YOUR GOAL | Locate every line in the rows below that contains the string "facade" and copy each of those lines.

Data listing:
>>
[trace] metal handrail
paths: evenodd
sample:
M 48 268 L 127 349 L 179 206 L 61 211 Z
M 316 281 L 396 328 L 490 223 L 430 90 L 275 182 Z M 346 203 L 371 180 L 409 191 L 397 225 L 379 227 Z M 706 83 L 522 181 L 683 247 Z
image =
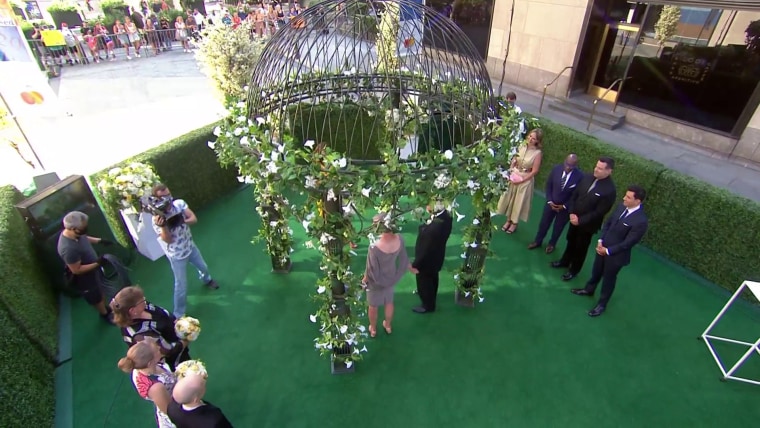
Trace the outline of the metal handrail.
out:
M 596 105 L 599 104 L 599 101 L 603 100 L 604 97 L 607 96 L 607 94 L 612 90 L 612 88 L 615 87 L 618 83 L 622 84 L 624 81 L 630 79 L 630 77 L 626 78 L 619 78 L 612 82 L 612 84 L 607 88 L 606 91 L 602 93 L 601 97 L 598 97 L 594 100 L 594 105 L 591 107 L 591 114 L 588 116 L 588 123 L 586 124 L 586 131 L 591 129 L 591 122 L 594 120 L 594 114 L 596 113 Z M 612 111 L 615 111 L 615 108 L 617 108 L 617 98 L 615 99 L 615 107 L 613 107 Z
M 572 68 L 573 68 L 572 65 L 568 65 L 567 67 L 563 68 L 562 71 L 560 71 L 559 73 L 557 73 L 556 76 L 554 76 L 554 79 L 551 82 L 544 85 L 544 94 L 541 95 L 541 104 L 538 106 L 539 113 L 541 113 L 541 110 L 544 108 L 544 98 L 546 98 L 546 90 L 549 88 L 549 86 L 553 85 L 554 82 L 557 81 L 557 79 L 559 79 L 559 76 L 562 76 L 562 73 L 564 73 L 565 70 L 572 69 Z

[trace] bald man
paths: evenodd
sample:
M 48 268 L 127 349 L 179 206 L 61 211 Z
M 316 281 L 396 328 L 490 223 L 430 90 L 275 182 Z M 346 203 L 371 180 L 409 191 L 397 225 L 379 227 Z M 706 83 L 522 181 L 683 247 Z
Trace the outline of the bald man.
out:
M 533 242 L 528 244 L 528 249 L 540 247 L 544 242 L 549 227 L 554 223 L 552 236 L 549 238 L 549 244 L 546 246 L 546 254 L 554 252 L 557 240 L 562 235 L 567 222 L 570 220 L 570 213 L 565 207 L 565 202 L 570 200 L 570 195 L 581 181 L 583 173 L 578 169 L 578 156 L 570 153 L 565 158 L 565 162 L 555 165 L 549 178 L 546 180 L 546 205 L 544 213 L 541 216 L 541 222 L 538 225 L 538 232 Z
M 222 411 L 203 401 L 206 379 L 189 374 L 174 386 L 167 414 L 177 428 L 232 428 Z

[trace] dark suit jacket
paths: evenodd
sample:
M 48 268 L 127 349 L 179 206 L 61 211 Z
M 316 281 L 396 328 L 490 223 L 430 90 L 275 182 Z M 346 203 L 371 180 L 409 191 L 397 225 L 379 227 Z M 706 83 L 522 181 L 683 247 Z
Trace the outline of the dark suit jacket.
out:
M 641 242 L 649 227 L 643 206 L 620 220 L 626 209 L 625 205 L 620 204 L 602 227 L 602 245 L 609 253 L 606 257 L 619 266 L 627 266 L 631 262 L 631 249 Z
M 573 196 L 567 204 L 569 214 L 578 216 L 578 228 L 595 233 L 602 227 L 602 220 L 617 199 L 617 190 L 612 177 L 599 180 L 592 191 L 588 191 L 594 183 L 594 175 L 588 174 L 575 186 Z
M 565 183 L 565 188 L 562 188 L 562 173 L 565 170 L 565 164 L 555 165 L 552 168 L 552 172 L 549 173 L 549 178 L 546 180 L 546 201 L 554 202 L 558 205 L 565 204 L 570 196 L 573 195 L 573 191 L 578 187 L 583 178 L 583 171 L 576 168 L 570 174 L 570 178 Z
M 438 272 L 443 267 L 446 257 L 446 241 L 451 235 L 451 214 L 444 211 L 430 224 L 420 226 L 417 243 L 414 246 L 412 267 L 422 272 Z

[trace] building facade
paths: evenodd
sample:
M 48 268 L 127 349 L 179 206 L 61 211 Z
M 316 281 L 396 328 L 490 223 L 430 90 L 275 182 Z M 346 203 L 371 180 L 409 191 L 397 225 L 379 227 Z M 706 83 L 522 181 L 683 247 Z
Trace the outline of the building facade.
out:
M 760 165 L 758 1 L 495 0 L 486 61 L 494 79 L 542 91 L 559 75 L 554 97 L 604 96 L 628 123 Z

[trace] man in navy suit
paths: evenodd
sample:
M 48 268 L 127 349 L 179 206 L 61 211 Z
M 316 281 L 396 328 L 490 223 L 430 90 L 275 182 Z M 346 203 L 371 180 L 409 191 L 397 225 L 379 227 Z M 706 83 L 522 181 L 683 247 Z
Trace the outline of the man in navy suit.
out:
M 602 227 L 601 239 L 596 244 L 596 259 L 591 279 L 584 288 L 570 290 L 579 296 L 594 296 L 596 286 L 602 281 L 602 295 L 589 316 L 598 317 L 607 308 L 615 291 L 617 275 L 623 266 L 631 263 L 631 249 L 641 241 L 649 227 L 649 220 L 641 203 L 646 191 L 639 186 L 629 186 L 623 203 L 607 218 Z
M 567 268 L 563 281 L 570 281 L 586 262 L 591 239 L 599 231 L 604 216 L 615 205 L 616 189 L 612 181 L 615 160 L 602 156 L 596 162 L 594 173 L 584 175 L 573 191 L 573 196 L 565 204 L 570 213 L 570 227 L 567 229 L 567 247 L 562 257 L 552 262 L 553 268 Z
M 583 173 L 578 169 L 578 156 L 570 153 L 565 158 L 565 163 L 555 165 L 549 178 L 546 180 L 546 205 L 544 213 L 541 216 L 541 223 L 538 225 L 538 232 L 533 242 L 528 244 L 528 249 L 540 247 L 544 242 L 544 237 L 549 231 L 549 227 L 554 222 L 552 237 L 549 239 L 549 245 L 546 246 L 546 254 L 554 251 L 557 240 L 562 235 L 562 230 L 570 220 L 570 213 L 565 208 L 565 202 L 570 199 L 573 190 L 581 181 Z

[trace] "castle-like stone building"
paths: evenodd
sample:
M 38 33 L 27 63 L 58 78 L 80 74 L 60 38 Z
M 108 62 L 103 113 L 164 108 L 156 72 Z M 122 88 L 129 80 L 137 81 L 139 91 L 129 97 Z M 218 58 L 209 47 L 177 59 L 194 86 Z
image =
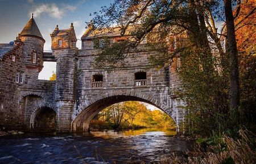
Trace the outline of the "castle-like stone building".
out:
M 123 39 L 117 32 L 109 36 Z M 180 131 L 185 111 L 174 92 L 180 85 L 179 61 L 160 69 L 149 67 L 150 55 L 157 53 L 140 48 L 142 42 L 129 52 L 127 66 L 106 71 L 93 67 L 98 50 L 93 39 L 102 36 L 91 28 L 81 37 L 81 50 L 72 24 L 67 29 L 57 26 L 51 37 L 52 53 L 44 53 L 45 40 L 32 17 L 14 42 L 0 44 L 1 130 L 86 131 L 105 107 L 139 101 L 166 112 Z M 56 62 L 56 81 L 38 79 L 44 61 Z

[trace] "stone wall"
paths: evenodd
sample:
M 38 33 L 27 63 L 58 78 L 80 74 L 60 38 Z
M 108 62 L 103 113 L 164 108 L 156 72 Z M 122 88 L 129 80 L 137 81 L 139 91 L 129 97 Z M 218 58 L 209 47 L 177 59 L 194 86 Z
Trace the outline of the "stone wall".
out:
M 90 119 L 104 107 L 129 100 L 153 105 L 170 115 L 177 124 L 182 123 L 184 111 L 179 107 L 182 102 L 177 100 L 174 92 L 171 93 L 171 86 L 180 85 L 176 64 L 159 69 L 150 67 L 148 58 L 156 55 L 156 53 L 141 50 L 129 54 L 125 67 L 111 71 L 93 67 L 97 50 L 79 51 L 79 89 L 73 110 L 73 131 L 86 130 Z M 147 73 L 147 85 L 135 86 L 135 73 L 142 71 Z M 93 87 L 92 76 L 96 74 L 103 75 L 102 87 Z M 179 126 L 178 128 L 179 131 Z
M 43 48 L 44 41 L 36 37 L 20 36 L 20 38 L 23 42 L 22 54 L 24 57 L 26 70 L 26 78 L 24 83 L 32 84 L 38 80 L 39 73 L 43 67 Z M 36 62 L 32 62 L 32 55 L 36 54 Z
M 23 84 L 15 81 L 16 72 L 25 72 L 22 45 L 22 42 L 16 41 L 13 49 L 0 60 L 0 130 L 23 127 L 24 111 L 20 110 L 18 101 L 19 87 Z M 15 61 L 12 55 L 15 57 Z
<<
RESPONSE TO THE TASK |
[trace] building facade
Trace the outline of the building facade.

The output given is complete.